(Records to use)

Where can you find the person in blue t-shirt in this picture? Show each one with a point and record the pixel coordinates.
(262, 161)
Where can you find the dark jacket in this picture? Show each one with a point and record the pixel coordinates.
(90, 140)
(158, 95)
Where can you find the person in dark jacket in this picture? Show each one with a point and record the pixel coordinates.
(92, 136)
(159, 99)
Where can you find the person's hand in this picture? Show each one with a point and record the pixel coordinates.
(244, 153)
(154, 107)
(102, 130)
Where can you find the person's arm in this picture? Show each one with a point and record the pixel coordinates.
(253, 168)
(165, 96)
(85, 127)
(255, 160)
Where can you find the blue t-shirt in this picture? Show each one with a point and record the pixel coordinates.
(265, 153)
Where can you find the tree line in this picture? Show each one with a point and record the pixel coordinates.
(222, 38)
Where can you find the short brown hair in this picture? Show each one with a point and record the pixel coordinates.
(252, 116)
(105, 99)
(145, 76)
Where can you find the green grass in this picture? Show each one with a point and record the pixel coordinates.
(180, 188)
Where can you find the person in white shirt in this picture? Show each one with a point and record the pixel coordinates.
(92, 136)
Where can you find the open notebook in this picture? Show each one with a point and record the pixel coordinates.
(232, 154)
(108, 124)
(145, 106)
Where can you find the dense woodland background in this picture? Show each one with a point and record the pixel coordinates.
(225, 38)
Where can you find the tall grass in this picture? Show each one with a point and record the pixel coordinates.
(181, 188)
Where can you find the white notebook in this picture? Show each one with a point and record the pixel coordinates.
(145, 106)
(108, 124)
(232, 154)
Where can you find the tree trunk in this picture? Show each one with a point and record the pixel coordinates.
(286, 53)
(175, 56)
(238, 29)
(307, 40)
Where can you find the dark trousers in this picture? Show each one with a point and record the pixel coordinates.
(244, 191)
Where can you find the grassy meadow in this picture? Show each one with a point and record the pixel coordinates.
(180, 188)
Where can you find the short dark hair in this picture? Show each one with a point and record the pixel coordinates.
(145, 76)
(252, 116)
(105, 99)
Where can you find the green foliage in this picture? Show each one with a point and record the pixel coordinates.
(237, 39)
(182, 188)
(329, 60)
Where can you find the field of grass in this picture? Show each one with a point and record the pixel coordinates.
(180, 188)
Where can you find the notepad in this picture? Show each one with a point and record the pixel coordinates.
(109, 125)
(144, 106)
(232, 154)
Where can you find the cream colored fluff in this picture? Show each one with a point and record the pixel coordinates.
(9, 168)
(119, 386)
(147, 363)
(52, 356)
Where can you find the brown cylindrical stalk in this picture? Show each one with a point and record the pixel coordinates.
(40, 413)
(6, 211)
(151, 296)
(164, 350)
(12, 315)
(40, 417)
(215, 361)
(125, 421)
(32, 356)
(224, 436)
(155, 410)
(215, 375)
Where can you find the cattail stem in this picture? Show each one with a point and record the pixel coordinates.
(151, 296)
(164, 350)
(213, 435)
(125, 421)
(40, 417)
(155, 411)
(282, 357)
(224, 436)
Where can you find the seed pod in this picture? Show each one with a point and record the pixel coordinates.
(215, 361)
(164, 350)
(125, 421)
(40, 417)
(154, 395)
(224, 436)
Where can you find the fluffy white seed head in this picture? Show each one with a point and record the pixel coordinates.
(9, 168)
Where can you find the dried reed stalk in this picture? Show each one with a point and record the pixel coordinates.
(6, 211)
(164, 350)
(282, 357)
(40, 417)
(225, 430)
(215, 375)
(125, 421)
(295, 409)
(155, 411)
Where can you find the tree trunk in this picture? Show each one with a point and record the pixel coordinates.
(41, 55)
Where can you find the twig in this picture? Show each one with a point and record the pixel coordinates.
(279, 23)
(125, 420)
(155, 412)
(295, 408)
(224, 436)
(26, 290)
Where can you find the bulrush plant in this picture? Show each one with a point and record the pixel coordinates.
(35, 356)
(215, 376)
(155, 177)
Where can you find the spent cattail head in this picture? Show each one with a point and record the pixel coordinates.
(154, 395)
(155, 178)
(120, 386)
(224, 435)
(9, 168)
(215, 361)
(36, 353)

(End Records to use)

**Exercise details:** Every entry must be repeated exactly; none may be skipped.

**Exercise result:**
Where can you find the person in blue t-shirt in this picture? Show each one with a point and record the pixel coordinates.
(262, 161)
Where can you find the dark jacket in this picture? Show each one with a point and record the pixel coordinates.
(90, 140)
(158, 95)
Where can you find the person in dark jacket in this picture? Show each one with a point and record the pixel coordinates.
(92, 136)
(159, 99)
Where can you find the person's hand in this picture? Show each one with a point and record the pixel coordinates.
(244, 153)
(154, 107)
(102, 130)
Where can you find the person's arm in this picture? Show each one with a point and record the pixel coordinates.
(253, 168)
(165, 96)
(85, 127)
(255, 160)
Where can you find the blue t-shirt in this picture? Show each one with a point and record the pixel coordinates.
(265, 153)
Where can you find the tree line in this picture? Show each one with a point and record the pixel coordinates.
(222, 38)
Where can you find the short brown hair in this picture? Show each one with a point and record the pixel coordinates.
(252, 116)
(105, 99)
(145, 76)
Where can you find the green grass in this picture? Show each one with a point and record the pixel coordinates.
(180, 188)
Where can you find the person in white shirt in this picture? Show each one with a point and record the pixel coordinates.
(92, 136)
Where can you find the open notebook in this picture? Show each one with a point and record the pixel coordinates.
(232, 154)
(108, 124)
(145, 106)
Where can you find the dense woodland background in this picture? Show each one with a point and record the pixel coordinates.
(225, 38)
Where can you find the tall grass in this picture? Show each one with a point and record the pixel coordinates.
(181, 188)
Where can you find the white notebook in this picture? Show each one with a point and record the pixel coordinates.
(145, 106)
(108, 124)
(232, 154)
Where can you find the tree trunk in this picture? Show each one with a point and record the pixel coordinates.
(286, 53)
(175, 56)
(238, 29)
(307, 40)
Where can you find the dark trousers in this picture? Show each one with a point and record the pixel coordinates.
(244, 191)
Where can you find the grassy meadow in this picture? Show each one with a point and record the pixel coordinates.
(180, 188)
Where can you find the short dark hair in this picture? Show each one with a point and record the pixel coordinates.
(145, 76)
(252, 116)
(105, 99)
Where can you find the green foliage in this picture? Show each one with a point and record the pixel coordinates.
(237, 39)
(182, 188)
(329, 60)
Where can you find the field of grass in this picture? Show each one with a point and record the pixel coordinates.
(180, 188)
Where can you find the notepad in this picture? Show each one with a point and record the pixel coordinates.
(109, 125)
(144, 106)
(232, 154)
Where can you find the cream colored fluff in this picture? Show each one with a point and record the pixel coordinates.
(9, 168)
(119, 386)
(147, 363)
(52, 356)
Where can you find the brown cylindrical stalk in this picture? Show each one with a point and record the pixel coordinates.
(40, 413)
(6, 211)
(151, 296)
(164, 350)
(12, 315)
(40, 417)
(215, 361)
(125, 421)
(32, 356)
(224, 436)
(155, 410)
(215, 375)
Where can you find the cattail stem in this picture? Show each one with a point and record the pixel coordinates.
(151, 296)
(164, 350)
(213, 435)
(125, 421)
(40, 417)
(155, 411)
(282, 357)
(224, 436)
Where can you find the seed pod in this picture? Show each one with a point and record the pixel coordinates.
(215, 361)
(164, 350)
(125, 421)
(40, 417)
(154, 395)
(224, 436)
Where can you find the fluffy white seed head in this picture? Show each one with a point and record the pixel coordinates.
(9, 168)
Where can you find the dried reed stalk in this picture? Show each one with a point and record the pixel coordinates.
(6, 211)
(164, 350)
(282, 357)
(40, 417)
(225, 430)
(215, 375)
(125, 421)
(295, 409)
(155, 411)
Where can you find the tree trunk in this picture? Show each one with a point and record the pixel coordinates.
(41, 55)
Where can you find the twig in this picture? Show each one with a point and record the pixel coordinates.
(279, 23)
(125, 420)
(155, 412)
(295, 408)
(224, 436)
(26, 290)
Where can you find the bulrush plant in this picture? Show each one with a point and record the pixel coordinates.
(35, 356)
(215, 376)
(155, 177)
Where can you find the spent cattail head in this picture? Show each one with a point and record the pixel coordinates.
(154, 395)
(155, 178)
(120, 386)
(224, 435)
(9, 168)
(215, 361)
(36, 353)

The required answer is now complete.